Answer these questions from the Marsden Fund article.
(a) How much was Professor Mark Billinghurst awarded?
(b) Whom will Billinghurst's grant fund?
(c) What role are Associate Professor Kelly Burrowes and her team seeking to understand, and what is the lymphatic system often called?

══ Extract

ABI awarded $2.8m from Marsden Fund
07 November 2023
Three Auckland Bioengineering Institute research programmes have received almost $3m in this year's Marsden awards round
Three Auckland Bioengineering Institute (ABI) projects in widely different fields have received almost $3 million in the latest round of funding from Te Pūtea Rangahau a Marsden, the Marsden Fund.
Professor Mark Billinghurst was awarded $870,000 for his work on understanding social connections when face-to-face communications are reduced, for example in virtual reality (VR).
“We are looking at what makes people feel connected in face-to-face conversation and whether this be reproduced in VR without the same rich communication cues,” Billinghurst says.
“This will allow us to continue our groundbreaking research on how people synchronise brain activity and non-verbal behaviour in collaborative situations; in particular using virtual reality to conduct studies that would be impossible in the real world.”
The grant will fund a research fellow and several post-graduate students.
Associate Professor Kelly Burrowes receives $942,000 for her work on e-cigarettes. In particular, she and her team are focussing on understanding the role of the lymphatics – often called the forgotten circulation system – in vaping and lung disease.

════
══ Source data

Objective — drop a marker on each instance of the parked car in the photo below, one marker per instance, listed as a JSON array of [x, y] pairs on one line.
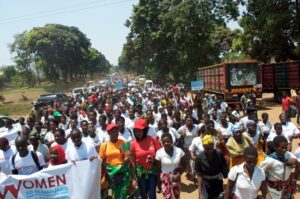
[[148, 85], [46, 99], [78, 91], [3, 120]]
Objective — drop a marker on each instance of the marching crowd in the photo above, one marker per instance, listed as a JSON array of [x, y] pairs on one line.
[[148, 139]]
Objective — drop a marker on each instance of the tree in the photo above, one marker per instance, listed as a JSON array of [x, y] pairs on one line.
[[271, 29], [9, 72], [174, 37], [62, 49], [96, 62], [23, 57]]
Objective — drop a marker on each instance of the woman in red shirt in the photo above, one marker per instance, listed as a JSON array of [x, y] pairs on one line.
[[286, 103], [143, 150]]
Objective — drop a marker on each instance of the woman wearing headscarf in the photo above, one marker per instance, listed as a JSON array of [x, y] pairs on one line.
[[236, 145], [211, 167], [246, 180], [279, 168], [115, 164], [171, 165], [57, 156], [143, 150]]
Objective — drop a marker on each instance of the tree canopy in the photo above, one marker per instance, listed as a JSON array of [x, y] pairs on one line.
[[59, 51], [171, 37], [271, 29]]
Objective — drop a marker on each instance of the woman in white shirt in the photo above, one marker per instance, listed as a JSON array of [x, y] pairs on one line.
[[279, 167], [246, 180], [170, 166], [165, 129], [225, 127]]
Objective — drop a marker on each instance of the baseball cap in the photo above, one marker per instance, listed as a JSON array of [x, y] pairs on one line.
[[110, 127], [140, 124]]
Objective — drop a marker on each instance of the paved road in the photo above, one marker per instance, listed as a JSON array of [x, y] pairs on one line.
[[189, 191]]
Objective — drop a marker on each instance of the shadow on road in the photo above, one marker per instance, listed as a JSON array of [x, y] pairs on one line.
[[188, 188]]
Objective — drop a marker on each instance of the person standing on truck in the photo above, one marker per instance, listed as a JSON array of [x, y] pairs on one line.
[[244, 101], [298, 107], [286, 102]]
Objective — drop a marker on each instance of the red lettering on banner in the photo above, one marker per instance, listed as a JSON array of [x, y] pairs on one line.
[[41, 184], [12, 189], [51, 182], [61, 179], [44, 183], [28, 184]]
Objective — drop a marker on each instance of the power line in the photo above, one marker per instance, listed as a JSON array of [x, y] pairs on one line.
[[61, 11], [53, 10]]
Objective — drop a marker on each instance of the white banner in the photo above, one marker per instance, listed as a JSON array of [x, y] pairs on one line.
[[80, 180]]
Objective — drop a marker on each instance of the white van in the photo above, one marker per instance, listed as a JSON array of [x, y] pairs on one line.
[[148, 85], [78, 91]]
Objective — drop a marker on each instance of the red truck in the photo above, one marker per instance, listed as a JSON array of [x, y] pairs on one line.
[[232, 80], [278, 77]]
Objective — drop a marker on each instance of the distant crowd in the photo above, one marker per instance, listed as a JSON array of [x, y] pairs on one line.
[[148, 139]]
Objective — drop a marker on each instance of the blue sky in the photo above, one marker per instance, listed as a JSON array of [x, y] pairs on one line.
[[101, 20]]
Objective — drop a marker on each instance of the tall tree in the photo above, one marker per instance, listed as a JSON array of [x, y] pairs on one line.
[[23, 56], [61, 48], [171, 37], [271, 29]]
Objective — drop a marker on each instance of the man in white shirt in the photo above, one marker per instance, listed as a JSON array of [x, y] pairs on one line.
[[73, 125], [80, 150], [288, 128], [25, 162], [124, 133], [60, 139], [36, 145], [6, 152], [129, 122]]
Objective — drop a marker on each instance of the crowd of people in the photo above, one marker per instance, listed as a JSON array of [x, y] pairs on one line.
[[148, 139]]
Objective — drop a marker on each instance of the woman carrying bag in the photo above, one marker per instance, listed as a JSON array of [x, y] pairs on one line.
[[115, 163], [246, 180], [143, 150], [211, 167]]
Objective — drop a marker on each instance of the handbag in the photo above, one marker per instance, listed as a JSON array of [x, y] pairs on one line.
[[292, 111], [180, 142]]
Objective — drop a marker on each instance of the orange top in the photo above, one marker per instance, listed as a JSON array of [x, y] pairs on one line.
[[111, 153]]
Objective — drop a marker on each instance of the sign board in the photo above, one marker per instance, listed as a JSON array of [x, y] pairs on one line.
[[119, 86], [197, 85], [76, 181]]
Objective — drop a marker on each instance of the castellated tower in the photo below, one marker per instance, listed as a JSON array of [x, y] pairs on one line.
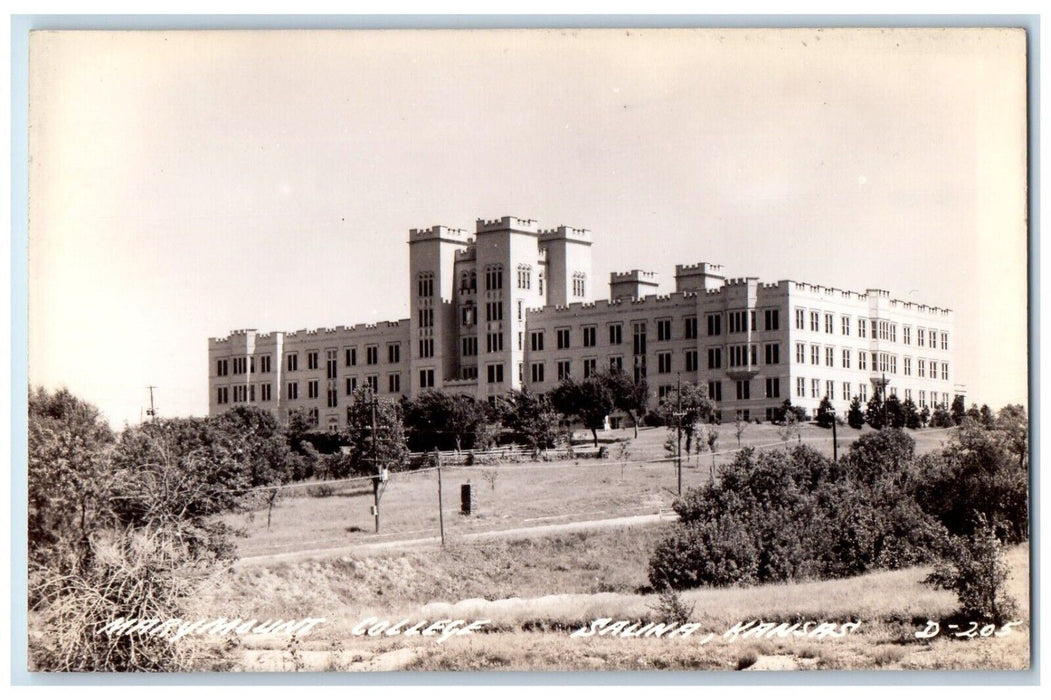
[[569, 264], [432, 351], [512, 272]]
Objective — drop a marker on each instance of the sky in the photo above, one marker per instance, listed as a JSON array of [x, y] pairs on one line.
[[186, 184]]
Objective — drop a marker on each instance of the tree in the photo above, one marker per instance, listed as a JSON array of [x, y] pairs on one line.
[[68, 472], [530, 417], [629, 395], [365, 453], [436, 419], [696, 407], [826, 414], [910, 414], [856, 417], [893, 411], [873, 411], [589, 400], [941, 417]]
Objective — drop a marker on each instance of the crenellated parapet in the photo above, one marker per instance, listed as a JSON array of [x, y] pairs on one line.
[[506, 224], [440, 233]]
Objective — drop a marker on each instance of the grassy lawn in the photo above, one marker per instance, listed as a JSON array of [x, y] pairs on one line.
[[535, 592], [514, 495]]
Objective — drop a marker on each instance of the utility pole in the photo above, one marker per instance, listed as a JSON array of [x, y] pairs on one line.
[[441, 517], [375, 459], [678, 429]]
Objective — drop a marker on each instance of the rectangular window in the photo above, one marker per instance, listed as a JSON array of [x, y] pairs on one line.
[[771, 317], [773, 351], [689, 328], [743, 390], [639, 337], [691, 361], [663, 363], [536, 372], [715, 391], [663, 329]]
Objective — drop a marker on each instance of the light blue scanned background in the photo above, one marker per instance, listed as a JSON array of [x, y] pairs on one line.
[[22, 24]]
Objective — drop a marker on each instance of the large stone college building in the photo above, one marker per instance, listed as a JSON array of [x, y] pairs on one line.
[[511, 306]]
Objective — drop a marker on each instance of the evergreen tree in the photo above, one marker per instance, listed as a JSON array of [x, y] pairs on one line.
[[856, 417], [873, 412]]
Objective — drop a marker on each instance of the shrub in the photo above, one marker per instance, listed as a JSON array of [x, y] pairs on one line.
[[973, 569]]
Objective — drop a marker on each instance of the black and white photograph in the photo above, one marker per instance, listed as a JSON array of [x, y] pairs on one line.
[[529, 350]]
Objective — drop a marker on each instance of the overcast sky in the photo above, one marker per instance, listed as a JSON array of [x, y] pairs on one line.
[[187, 184]]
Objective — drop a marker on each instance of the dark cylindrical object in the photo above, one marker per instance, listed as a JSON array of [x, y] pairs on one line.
[[467, 498]]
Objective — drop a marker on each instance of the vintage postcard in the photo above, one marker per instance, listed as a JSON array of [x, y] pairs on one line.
[[529, 350]]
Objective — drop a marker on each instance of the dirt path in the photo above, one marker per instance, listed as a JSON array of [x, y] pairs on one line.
[[433, 542]]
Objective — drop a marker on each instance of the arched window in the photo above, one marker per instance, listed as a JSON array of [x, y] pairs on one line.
[[494, 276], [524, 276], [578, 284], [425, 284]]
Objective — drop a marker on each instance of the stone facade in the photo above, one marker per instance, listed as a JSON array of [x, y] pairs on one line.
[[510, 307]]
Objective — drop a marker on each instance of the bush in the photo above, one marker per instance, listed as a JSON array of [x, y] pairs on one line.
[[973, 569]]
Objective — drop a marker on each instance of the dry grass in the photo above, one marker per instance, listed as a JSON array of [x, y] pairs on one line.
[[529, 494]]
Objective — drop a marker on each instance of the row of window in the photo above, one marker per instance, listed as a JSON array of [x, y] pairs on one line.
[[881, 362], [880, 329]]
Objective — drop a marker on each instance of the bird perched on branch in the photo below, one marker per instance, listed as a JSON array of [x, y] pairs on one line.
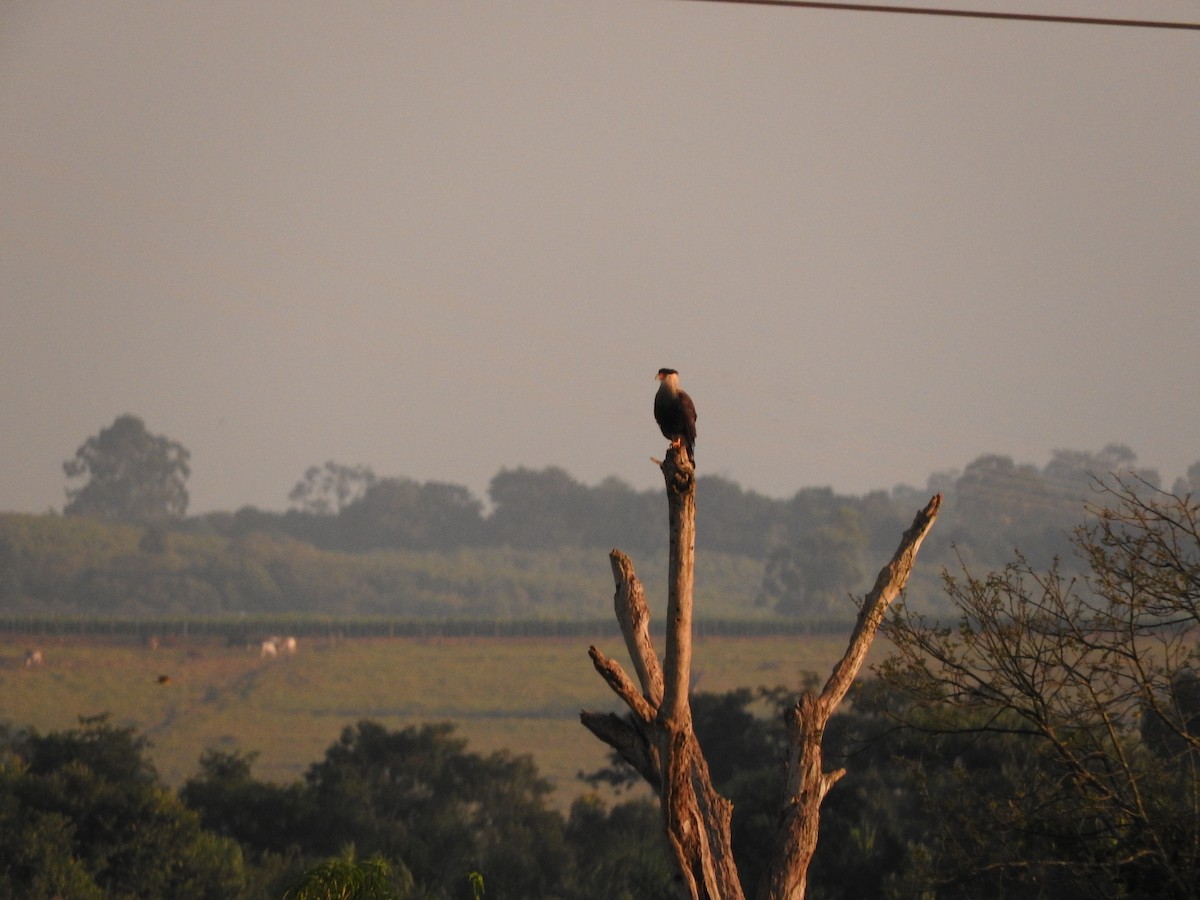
[[675, 413]]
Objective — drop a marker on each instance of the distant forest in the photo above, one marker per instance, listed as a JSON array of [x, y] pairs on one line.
[[355, 544]]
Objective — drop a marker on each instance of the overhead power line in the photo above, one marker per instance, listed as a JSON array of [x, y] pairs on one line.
[[964, 13]]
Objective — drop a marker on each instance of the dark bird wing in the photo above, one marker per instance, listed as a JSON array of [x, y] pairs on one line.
[[688, 432]]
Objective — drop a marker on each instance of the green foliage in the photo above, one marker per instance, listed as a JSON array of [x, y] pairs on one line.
[[1071, 708], [84, 816], [132, 475], [347, 879]]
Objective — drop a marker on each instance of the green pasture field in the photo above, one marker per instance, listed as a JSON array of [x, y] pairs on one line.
[[516, 694]]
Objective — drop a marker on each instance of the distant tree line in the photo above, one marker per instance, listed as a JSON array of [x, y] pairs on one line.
[[808, 552]]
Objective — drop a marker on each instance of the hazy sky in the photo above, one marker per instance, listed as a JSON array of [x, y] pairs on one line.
[[445, 238]]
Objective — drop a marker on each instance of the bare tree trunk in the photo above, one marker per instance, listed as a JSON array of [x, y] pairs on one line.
[[808, 783], [659, 742]]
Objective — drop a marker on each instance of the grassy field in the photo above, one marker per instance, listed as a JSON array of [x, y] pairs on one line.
[[517, 694]]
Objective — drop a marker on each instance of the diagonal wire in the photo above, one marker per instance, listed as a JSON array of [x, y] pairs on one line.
[[965, 13]]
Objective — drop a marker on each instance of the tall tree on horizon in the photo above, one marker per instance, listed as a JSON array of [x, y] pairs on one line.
[[132, 475]]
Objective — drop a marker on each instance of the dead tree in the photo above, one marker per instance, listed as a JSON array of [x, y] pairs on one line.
[[658, 739]]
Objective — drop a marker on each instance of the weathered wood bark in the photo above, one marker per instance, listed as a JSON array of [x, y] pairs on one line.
[[808, 783], [658, 738]]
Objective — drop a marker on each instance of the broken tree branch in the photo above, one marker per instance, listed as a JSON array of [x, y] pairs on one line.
[[808, 783]]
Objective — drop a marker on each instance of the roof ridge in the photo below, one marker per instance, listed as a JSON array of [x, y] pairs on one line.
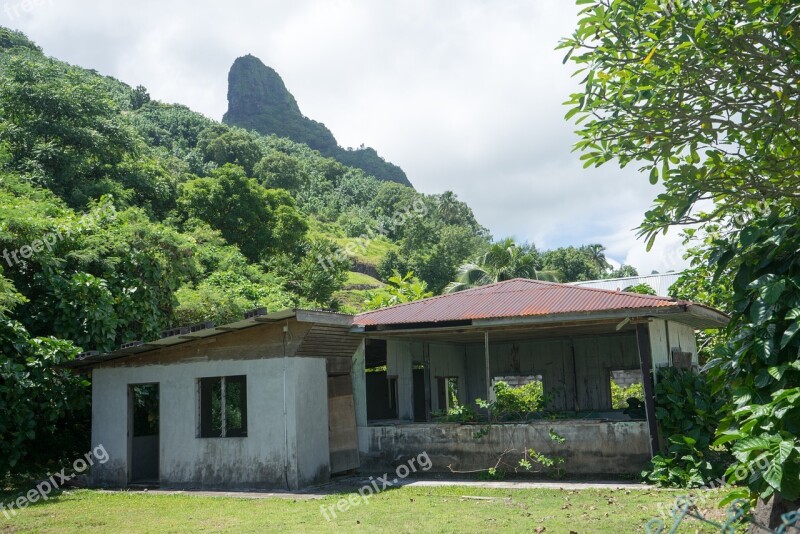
[[435, 297], [625, 278]]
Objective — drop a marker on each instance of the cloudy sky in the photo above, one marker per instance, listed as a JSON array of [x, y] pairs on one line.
[[464, 95]]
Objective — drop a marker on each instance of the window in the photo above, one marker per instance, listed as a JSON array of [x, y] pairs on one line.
[[626, 384], [223, 407], [447, 389]]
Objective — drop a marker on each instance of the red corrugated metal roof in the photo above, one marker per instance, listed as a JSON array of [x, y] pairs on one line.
[[512, 298]]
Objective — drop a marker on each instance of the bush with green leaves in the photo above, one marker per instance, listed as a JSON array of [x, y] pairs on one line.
[[688, 408], [620, 395], [44, 409], [761, 360]]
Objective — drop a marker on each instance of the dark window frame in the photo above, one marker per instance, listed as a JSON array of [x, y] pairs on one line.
[[208, 388]]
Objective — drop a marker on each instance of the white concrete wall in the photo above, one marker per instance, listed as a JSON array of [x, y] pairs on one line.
[[258, 460], [666, 336], [448, 361]]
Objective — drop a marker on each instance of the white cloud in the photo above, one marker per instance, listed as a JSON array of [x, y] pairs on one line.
[[465, 95]]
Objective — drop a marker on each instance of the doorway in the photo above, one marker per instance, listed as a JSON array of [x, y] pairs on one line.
[[143, 433]]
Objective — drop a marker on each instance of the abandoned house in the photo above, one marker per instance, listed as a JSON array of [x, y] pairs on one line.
[[286, 399]]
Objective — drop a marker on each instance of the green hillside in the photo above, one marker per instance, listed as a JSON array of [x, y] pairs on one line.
[[258, 100]]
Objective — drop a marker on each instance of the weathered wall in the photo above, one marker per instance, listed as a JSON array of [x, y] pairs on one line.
[[400, 358], [591, 447], [575, 371], [258, 460], [666, 336], [447, 361]]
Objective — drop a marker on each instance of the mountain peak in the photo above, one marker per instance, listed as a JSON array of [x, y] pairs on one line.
[[259, 100]]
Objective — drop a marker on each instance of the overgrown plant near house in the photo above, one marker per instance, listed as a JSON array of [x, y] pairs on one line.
[[516, 404], [688, 408], [621, 395], [761, 361]]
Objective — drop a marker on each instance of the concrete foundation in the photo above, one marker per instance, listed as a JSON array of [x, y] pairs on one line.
[[591, 447]]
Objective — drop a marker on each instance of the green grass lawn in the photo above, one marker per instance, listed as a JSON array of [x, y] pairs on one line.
[[407, 509]]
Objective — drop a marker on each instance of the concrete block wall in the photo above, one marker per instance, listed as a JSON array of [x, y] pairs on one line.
[[279, 452]]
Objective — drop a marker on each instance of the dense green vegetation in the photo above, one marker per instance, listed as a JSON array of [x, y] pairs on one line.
[[258, 100], [703, 96], [121, 217]]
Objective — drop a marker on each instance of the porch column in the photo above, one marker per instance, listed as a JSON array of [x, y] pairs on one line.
[[646, 361], [488, 373]]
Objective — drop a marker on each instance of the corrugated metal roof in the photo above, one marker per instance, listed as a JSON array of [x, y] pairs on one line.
[[513, 298], [659, 282]]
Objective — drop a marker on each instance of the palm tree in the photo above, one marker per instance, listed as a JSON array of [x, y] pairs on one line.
[[503, 261]]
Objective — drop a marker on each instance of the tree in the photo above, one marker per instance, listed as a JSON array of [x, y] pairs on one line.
[[398, 290], [278, 170], [504, 260], [624, 271], [38, 398], [704, 97], [315, 271], [597, 256], [139, 97], [61, 126], [642, 289], [573, 264], [222, 145], [259, 221]]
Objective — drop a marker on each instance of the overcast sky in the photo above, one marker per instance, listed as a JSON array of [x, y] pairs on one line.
[[464, 95]]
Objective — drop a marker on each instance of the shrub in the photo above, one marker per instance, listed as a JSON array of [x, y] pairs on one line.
[[688, 412]]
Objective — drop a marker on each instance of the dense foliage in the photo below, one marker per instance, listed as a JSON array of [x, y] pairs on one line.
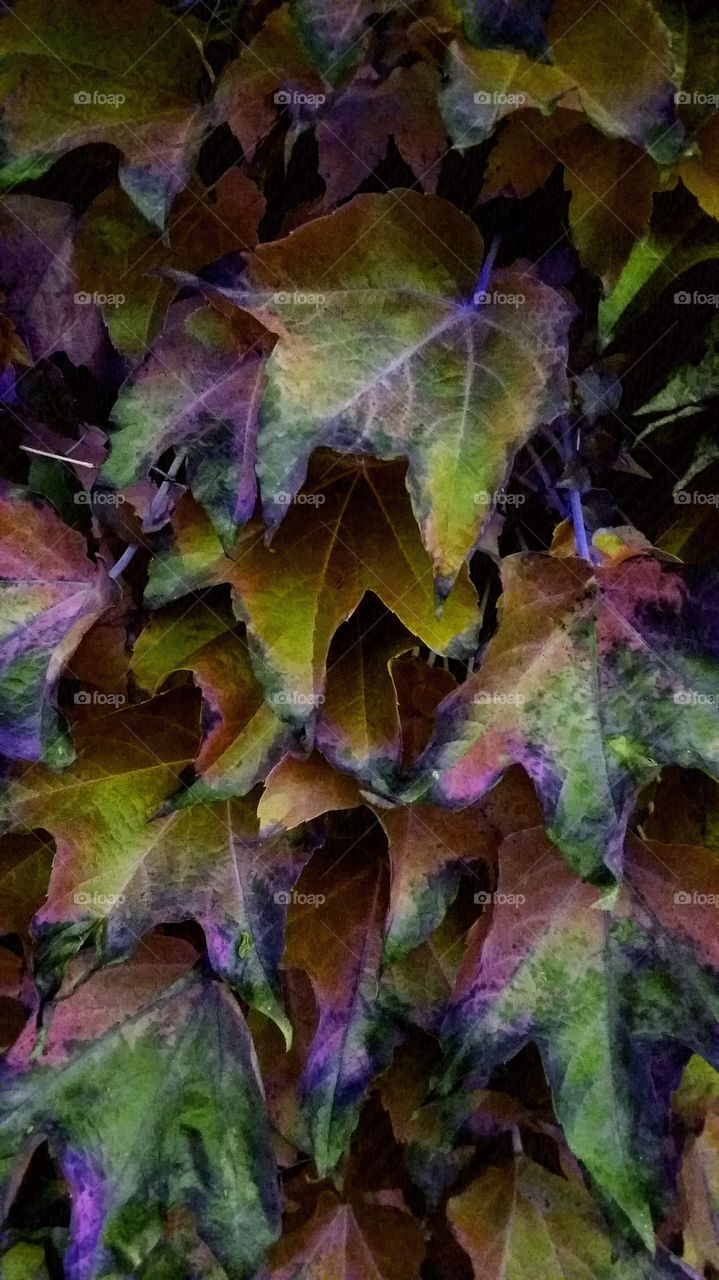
[[360, 640]]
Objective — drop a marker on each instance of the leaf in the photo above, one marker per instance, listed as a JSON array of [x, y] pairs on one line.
[[622, 64], [340, 952], [352, 1242], [39, 238], [353, 131], [700, 1185], [51, 595], [357, 534], [97, 812], [429, 849], [160, 1111], [123, 76], [672, 246], [243, 736], [335, 32], [200, 387], [358, 722], [485, 85], [119, 255], [296, 791], [603, 991], [521, 1223], [393, 357], [273, 63], [595, 679]]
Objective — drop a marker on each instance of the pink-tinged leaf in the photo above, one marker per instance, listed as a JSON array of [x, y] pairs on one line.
[[37, 274], [594, 680], [242, 735], [613, 1000], [352, 1242], [355, 128], [398, 352], [335, 935], [150, 1109], [198, 389], [51, 594]]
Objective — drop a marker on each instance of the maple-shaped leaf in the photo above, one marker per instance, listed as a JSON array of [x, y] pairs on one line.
[[595, 679], [273, 72], [429, 848], [349, 531], [37, 274], [358, 725], [607, 990], [610, 182], [119, 255], [485, 85], [198, 388], [335, 936], [243, 736], [358, 1240], [128, 76], [122, 867], [385, 347], [151, 1105], [51, 594], [521, 1223], [678, 238], [296, 791], [355, 128], [623, 67]]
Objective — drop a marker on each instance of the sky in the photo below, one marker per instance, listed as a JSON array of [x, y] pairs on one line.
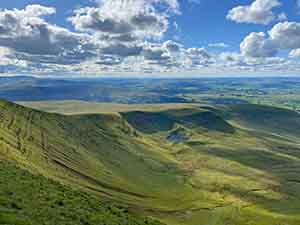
[[150, 37]]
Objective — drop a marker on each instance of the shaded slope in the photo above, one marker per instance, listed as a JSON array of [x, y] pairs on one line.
[[100, 153], [216, 170], [27, 199]]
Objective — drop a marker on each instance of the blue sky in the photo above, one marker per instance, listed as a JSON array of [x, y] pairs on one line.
[[166, 36]]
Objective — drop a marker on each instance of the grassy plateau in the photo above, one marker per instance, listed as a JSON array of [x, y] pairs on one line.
[[176, 164]]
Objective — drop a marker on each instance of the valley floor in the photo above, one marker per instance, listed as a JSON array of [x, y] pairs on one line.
[[182, 165]]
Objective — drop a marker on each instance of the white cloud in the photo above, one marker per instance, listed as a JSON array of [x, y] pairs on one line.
[[257, 45], [295, 53], [283, 36], [259, 12], [31, 38], [218, 45], [139, 19], [286, 35]]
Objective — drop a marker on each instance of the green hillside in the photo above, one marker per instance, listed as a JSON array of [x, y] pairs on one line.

════

» Expected answer
(a) $870,000.
(b) A research fellow and several post-graduate students.
(c) The role of the lymphatics in vaping and lung disease; the lymphatics are often called the forgotten circulation system.